__CONSIGNE A__:
Quels fournisseurs historiques des grands groupes le texte sur l'IA générative en entreprise mentionne-t-il ?
__CONSIGNE B__:
Rédigez la suite du texte sur l'IA générative en entreprise, en reprenant après sa dernière phrase.

__TEXTE FOURNI__:
···
Pour beaucoup d'entreprises, en particulier dans le secteur financier à la prudence légendaire, l'irruption de ChatGPT a plus généré d'inquiétude que suscité l'enthousiasme pour ses opportunités, jusqu'à son interdiction pure et simple dans des institutions de premier plan. Face aux risques – réels – identifiés, le cabinet Gartner entrevoit une solution pour une adoption raisonnée de la technologie sous-jacente.
Au-delà des restrictions à l'accès libre des collaborateurs aux outils grand public, dont les motivations ne sont pas toujours très claires (le danger est-il vraiment plus important qu'avec les moteurs de recherche conventionnels ?), les grands groupes sont généralement prêts à expérimenter les produits d'IA générative que leur proposent désormais non seulement des jeunes pousses telles qu'OpenAI mais également leurs fournisseurs historiques, dont Microsoft ou, dans une moindre mesure, Google.
En revanche, la plupart d'entre eux ont de sérieuses réticences à les déployer, même auprès de leurs employés, sans précautions préalables car quelques questions critiques restent sans réponses avec ces plates-formes génériques connectées à leurs sources de données internes. Comment s'assurer que les informations présentées à un utilisateur entrent bien dans le périmètre de ses habilitations ? Comment garantir la qualité des résultats et, notamment, éviter les « hallucinations » toujours possibles ? Etc.
···
__EXTRAITS DE DONNÉES__:

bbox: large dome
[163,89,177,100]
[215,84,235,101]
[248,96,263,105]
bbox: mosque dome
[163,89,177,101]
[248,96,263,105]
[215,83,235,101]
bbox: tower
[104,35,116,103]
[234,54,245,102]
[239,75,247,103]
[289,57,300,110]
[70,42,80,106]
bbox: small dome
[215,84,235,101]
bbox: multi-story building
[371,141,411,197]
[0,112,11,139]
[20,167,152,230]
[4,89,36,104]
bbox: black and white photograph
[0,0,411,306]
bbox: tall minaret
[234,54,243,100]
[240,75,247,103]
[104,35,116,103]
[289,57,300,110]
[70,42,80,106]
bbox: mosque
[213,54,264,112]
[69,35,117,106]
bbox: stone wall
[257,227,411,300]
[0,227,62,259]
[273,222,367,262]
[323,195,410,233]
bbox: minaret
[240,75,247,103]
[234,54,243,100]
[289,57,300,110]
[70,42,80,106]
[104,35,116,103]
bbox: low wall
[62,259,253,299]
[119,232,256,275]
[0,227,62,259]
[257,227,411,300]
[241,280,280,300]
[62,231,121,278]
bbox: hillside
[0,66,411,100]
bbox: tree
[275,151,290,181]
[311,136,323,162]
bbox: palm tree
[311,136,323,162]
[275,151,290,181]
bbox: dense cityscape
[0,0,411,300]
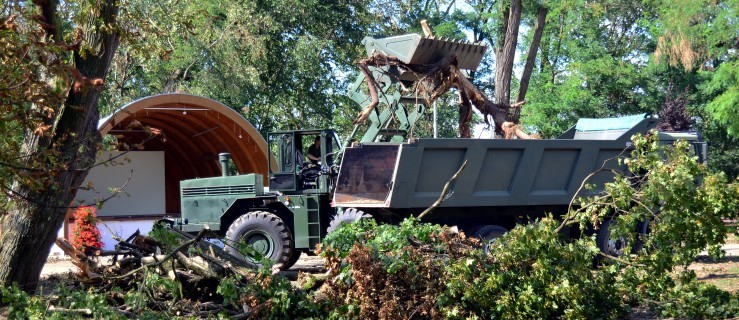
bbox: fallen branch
[47,306,92,317]
[418,160,467,219]
[110,226,210,279]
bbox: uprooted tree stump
[354,52,531,139]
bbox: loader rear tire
[226,211,295,269]
[326,208,372,234]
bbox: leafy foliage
[72,206,103,252]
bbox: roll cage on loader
[173,34,700,269]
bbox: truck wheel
[472,224,508,253]
[326,208,372,234]
[226,211,294,269]
[595,219,649,257]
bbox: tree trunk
[516,6,549,102]
[495,0,521,104]
[0,0,120,292]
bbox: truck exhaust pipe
[218,152,231,177]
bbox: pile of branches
[53,227,256,318]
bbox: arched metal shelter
[98,93,267,214]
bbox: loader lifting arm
[347,33,525,142]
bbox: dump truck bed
[334,119,656,209]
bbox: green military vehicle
[174,34,706,268]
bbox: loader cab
[267,129,341,193]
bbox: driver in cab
[306,136,321,165]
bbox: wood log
[175,252,225,278]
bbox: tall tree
[0,0,120,291]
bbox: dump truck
[172,34,706,268]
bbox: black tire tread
[226,211,295,269]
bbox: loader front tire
[226,211,295,269]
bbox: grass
[690,225,739,292]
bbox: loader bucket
[362,33,487,70]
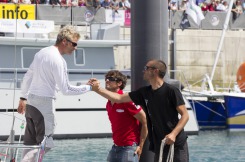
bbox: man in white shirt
[18,25,94,162]
[119,0,131,10]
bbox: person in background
[18,25,92,162]
[78,0,86,6]
[208,0,217,11]
[201,1,208,11]
[94,0,101,11]
[105,70,147,162]
[110,0,119,13]
[179,0,187,11]
[101,0,110,9]
[90,60,189,162]
[119,0,131,10]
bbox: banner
[105,10,125,26]
[124,10,131,26]
[186,0,205,26]
[0,19,54,34]
[0,3,36,20]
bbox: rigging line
[12,3,19,121]
[228,31,242,88]
[0,112,26,121]
[194,101,226,119]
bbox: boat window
[21,47,42,68]
[74,48,85,66]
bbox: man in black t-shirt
[91,60,189,162]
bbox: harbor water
[43,130,245,162]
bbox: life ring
[236,63,245,92]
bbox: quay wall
[114,28,245,87]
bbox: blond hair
[56,25,80,44]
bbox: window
[21,47,42,68]
[74,48,85,66]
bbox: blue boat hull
[189,100,226,129]
[224,95,245,131]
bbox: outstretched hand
[134,146,142,159]
[88,78,100,92]
[17,100,26,114]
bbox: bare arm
[166,105,189,145]
[134,110,148,159]
[93,87,132,103]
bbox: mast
[210,0,233,83]
[131,0,169,162]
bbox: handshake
[87,78,100,92]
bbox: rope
[159,138,174,162]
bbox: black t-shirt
[129,82,187,153]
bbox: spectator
[223,1,229,12]
[179,0,187,11]
[196,0,205,7]
[110,0,119,13]
[231,0,242,21]
[170,1,178,11]
[216,1,225,11]
[0,0,9,3]
[236,0,243,14]
[201,1,209,11]
[94,0,101,11]
[119,0,131,10]
[85,0,93,7]
[101,0,110,9]
[242,0,245,12]
[208,0,216,11]
[78,0,86,6]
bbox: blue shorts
[107,145,139,162]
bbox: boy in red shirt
[105,70,148,162]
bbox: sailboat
[224,63,245,131]
[184,0,245,131]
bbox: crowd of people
[0,0,131,10]
[18,25,189,162]
[168,0,245,14]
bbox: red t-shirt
[106,90,142,146]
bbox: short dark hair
[105,70,127,90]
[152,60,167,78]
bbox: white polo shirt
[22,46,91,98]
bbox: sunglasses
[105,77,119,82]
[144,66,156,71]
[66,39,77,47]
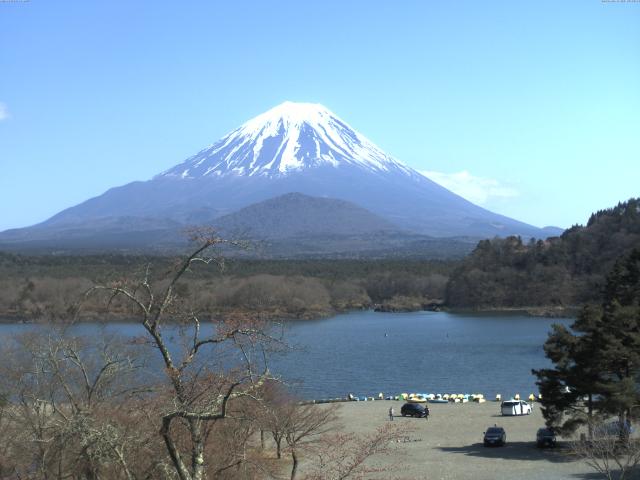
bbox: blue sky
[0,0,640,230]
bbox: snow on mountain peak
[160,102,415,178]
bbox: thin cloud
[0,102,9,122]
[421,170,518,205]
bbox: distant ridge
[213,192,399,239]
[0,102,557,248]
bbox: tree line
[0,237,405,480]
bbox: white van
[500,399,531,415]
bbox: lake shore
[0,300,580,324]
[329,400,593,480]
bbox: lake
[0,311,571,399]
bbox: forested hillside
[446,198,640,308]
[0,252,455,319]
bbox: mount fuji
[0,102,555,255]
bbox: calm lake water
[0,311,571,399]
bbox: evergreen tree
[533,249,640,437]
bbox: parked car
[400,403,429,418]
[500,400,531,415]
[483,426,507,447]
[536,428,556,448]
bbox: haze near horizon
[0,2,640,230]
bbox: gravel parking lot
[336,401,601,480]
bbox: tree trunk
[291,448,298,480]
[189,419,205,480]
[587,393,593,440]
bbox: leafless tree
[81,232,279,480]
[304,423,408,480]
[0,331,154,480]
[570,420,640,480]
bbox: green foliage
[533,249,640,434]
[446,199,640,307]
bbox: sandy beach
[336,400,600,480]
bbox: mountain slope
[0,102,548,251]
[213,189,398,239]
[447,198,640,308]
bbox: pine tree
[533,249,640,438]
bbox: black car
[400,403,429,418]
[484,426,507,447]
[536,428,556,448]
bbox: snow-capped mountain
[160,102,417,178]
[0,102,549,251]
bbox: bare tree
[304,424,407,480]
[1,331,154,480]
[570,421,640,480]
[86,233,279,480]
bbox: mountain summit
[0,102,549,250]
[160,102,413,178]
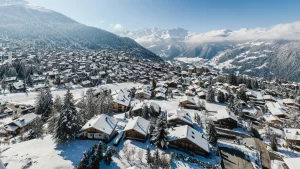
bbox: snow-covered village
[0,0,300,169]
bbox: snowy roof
[168,125,209,153]
[263,114,282,122]
[80,114,118,135]
[283,128,300,140]
[214,109,238,121]
[124,116,150,135]
[167,109,193,125]
[8,113,38,128]
[112,89,130,106]
[266,102,286,115]
[283,157,300,169]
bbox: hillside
[0,3,162,61]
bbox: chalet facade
[78,114,118,142]
[124,116,150,141]
[168,125,210,156]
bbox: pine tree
[217,91,225,103]
[35,89,53,120]
[146,146,152,165]
[76,152,89,169]
[207,122,218,146]
[53,90,79,143]
[142,104,150,120]
[153,149,161,169]
[152,116,169,149]
[206,87,215,103]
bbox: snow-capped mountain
[0,0,162,61]
[117,22,300,81]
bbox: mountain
[117,22,300,81]
[0,0,162,61]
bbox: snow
[1,135,97,169]
[0,83,142,105]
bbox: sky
[28,0,300,32]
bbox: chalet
[263,95,277,103]
[266,102,288,118]
[135,86,152,99]
[262,114,283,125]
[179,96,197,109]
[167,109,193,127]
[112,89,131,112]
[4,113,38,135]
[212,109,238,129]
[124,116,150,141]
[283,99,300,107]
[283,128,300,146]
[78,114,118,142]
[12,81,25,91]
[168,125,210,156]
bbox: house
[179,96,198,109]
[167,109,193,127]
[283,157,300,169]
[78,114,118,142]
[263,95,277,102]
[168,125,210,156]
[12,81,25,91]
[283,128,300,146]
[112,89,131,112]
[266,102,287,118]
[124,116,150,141]
[135,86,152,99]
[212,109,238,129]
[4,113,38,135]
[262,114,283,125]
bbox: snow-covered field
[0,83,142,104]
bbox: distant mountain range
[0,0,162,61]
[116,22,300,81]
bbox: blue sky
[28,0,300,32]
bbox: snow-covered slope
[0,0,162,61]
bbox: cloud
[186,22,300,43]
[109,23,124,31]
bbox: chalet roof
[266,102,286,115]
[168,125,209,153]
[167,109,193,125]
[8,113,38,128]
[283,128,300,140]
[80,114,118,135]
[283,157,300,169]
[124,116,150,135]
[112,89,130,106]
[214,109,238,121]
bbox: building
[4,113,38,135]
[112,89,131,112]
[168,125,209,156]
[266,102,288,118]
[124,116,150,141]
[212,109,238,129]
[78,114,118,142]
[167,109,193,127]
[283,128,300,146]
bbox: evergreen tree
[152,78,156,90]
[53,90,79,143]
[206,87,215,103]
[142,104,150,120]
[153,149,161,169]
[152,116,169,149]
[206,122,218,146]
[217,91,225,103]
[76,152,89,169]
[146,146,152,165]
[35,89,53,120]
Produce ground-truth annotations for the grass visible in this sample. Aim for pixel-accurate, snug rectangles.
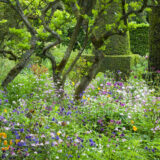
[0,52,160,160]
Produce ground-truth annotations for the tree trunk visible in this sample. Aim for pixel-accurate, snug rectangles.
[2,37,36,91]
[75,50,104,100]
[148,6,160,72]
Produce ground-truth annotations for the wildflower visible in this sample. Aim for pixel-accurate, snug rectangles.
[57,131,61,136]
[133,126,137,131]
[16,139,20,144]
[0,133,7,138]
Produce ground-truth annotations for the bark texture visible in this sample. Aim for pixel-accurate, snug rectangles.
[2,38,36,90]
[149,6,160,71]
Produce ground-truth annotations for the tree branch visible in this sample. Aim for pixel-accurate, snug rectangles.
[0,0,9,3]
[62,21,88,84]
[41,0,61,41]
[57,16,83,72]
[9,0,37,35]
[0,50,19,61]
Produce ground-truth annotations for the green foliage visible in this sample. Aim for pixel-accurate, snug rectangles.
[130,23,149,56]
[0,66,160,160]
[0,57,15,84]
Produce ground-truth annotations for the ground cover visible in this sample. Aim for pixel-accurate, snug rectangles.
[0,60,160,160]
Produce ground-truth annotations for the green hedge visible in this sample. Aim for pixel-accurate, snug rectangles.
[130,24,149,56]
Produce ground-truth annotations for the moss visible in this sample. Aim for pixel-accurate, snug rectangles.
[105,32,131,55]
[149,7,160,70]
[83,54,140,76]
[94,1,131,55]
[100,55,140,74]
[130,25,149,56]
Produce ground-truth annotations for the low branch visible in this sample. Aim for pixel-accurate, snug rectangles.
[0,50,19,61]
[41,0,61,41]
[0,0,9,3]
[91,0,148,49]
[58,16,83,72]
[42,40,60,54]
[9,0,37,35]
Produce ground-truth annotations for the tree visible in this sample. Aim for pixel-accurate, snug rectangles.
[0,0,150,99]
[148,1,160,72]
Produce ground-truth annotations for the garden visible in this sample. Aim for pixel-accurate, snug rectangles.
[0,0,160,160]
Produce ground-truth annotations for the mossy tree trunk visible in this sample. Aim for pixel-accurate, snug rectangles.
[148,2,160,72]
[75,1,130,100]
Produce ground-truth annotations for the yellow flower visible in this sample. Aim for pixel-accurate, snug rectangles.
[57,132,61,136]
[133,126,137,131]
[16,139,20,144]
[3,140,7,146]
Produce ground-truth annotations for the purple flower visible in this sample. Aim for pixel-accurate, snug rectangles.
[116,120,121,124]
[52,118,56,121]
[4,99,8,103]
[120,102,125,107]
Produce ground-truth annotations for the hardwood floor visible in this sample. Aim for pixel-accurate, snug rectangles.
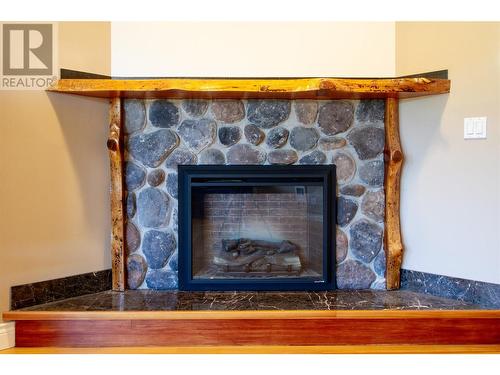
[0,345,500,354]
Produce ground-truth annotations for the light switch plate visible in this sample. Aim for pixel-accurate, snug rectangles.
[464,117,486,139]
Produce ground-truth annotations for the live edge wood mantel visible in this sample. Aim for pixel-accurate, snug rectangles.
[48,72,450,291]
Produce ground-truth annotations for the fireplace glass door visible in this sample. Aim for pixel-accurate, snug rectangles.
[179,166,334,290]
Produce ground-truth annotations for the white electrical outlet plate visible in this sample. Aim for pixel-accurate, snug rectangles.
[464,117,486,139]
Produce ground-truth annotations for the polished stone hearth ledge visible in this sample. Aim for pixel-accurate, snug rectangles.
[13,290,478,311]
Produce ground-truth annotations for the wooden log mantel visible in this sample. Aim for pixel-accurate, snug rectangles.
[48,71,450,291]
[107,98,125,291]
[48,77,450,99]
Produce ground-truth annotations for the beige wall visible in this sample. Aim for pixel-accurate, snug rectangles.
[0,22,111,311]
[111,22,395,77]
[396,23,500,283]
[0,22,500,318]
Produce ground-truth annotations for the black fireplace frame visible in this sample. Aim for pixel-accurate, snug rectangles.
[178,164,337,291]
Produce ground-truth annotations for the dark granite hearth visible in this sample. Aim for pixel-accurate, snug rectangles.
[13,290,478,311]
···
__RÉPONSE A__:
Microsoft et, dans une moindre mesure, Google.

__RÉPONSE B__:
Selon Gartner, le salut viendra des « micro-apps génératives », c'est-à-dire des interfaces spécialisées qui se placent en intermédiaire des moteurs standards, endossant un rôle de contrôleur des interactions. La personne n'interroge plus librement l'intelligence artificielle par tchat, elle se voit uniquement proposer des « invites » (« prompts » en anglais) prédéfinies, dont la pertinence et la sécurité ont été vérifiées et dont les réponses, qui restent dynamiques, peuvent en outre être filtrées en cas de dérive.
Certes, le principe, tel qu'il est décrit, remplit parfaitement son office de protection contre les menaces anticipées… mais à quel prix ? En limitant les possibilités de sollicitations, ces « micro-apps » se comportent finalement comme de moteurs de recherche bridés, dotés tout au plus d'une capacité supplémentaire de restitution en langage naturel. C'est d'ailleurs l'exemple donné par l'analyste de Gartner, d'un auteur (lui-même ?) ayant une vaste librairie de référence à sa disposition en support de l'article qu'il rédige.
Cette approche porte un défaut majeur : elle ignore la valeur intrinsèque de la créativité de l'individu dans la manière dont il aborde son échange avec l'IA. La faille est d'autant plus notable qu'elle révèle une contradiction, quand Nader Henein explique, en quelque sorte, qu'il faut réduire le champ de compétences de l'automate afin de pouvoir justifier de l'apport de l'intelligence humaine. Pourquoi diable celle-ci serait-elle acceptable pour traiter le problème soumis et non pour s'enquérir de l'avis d'un robot ?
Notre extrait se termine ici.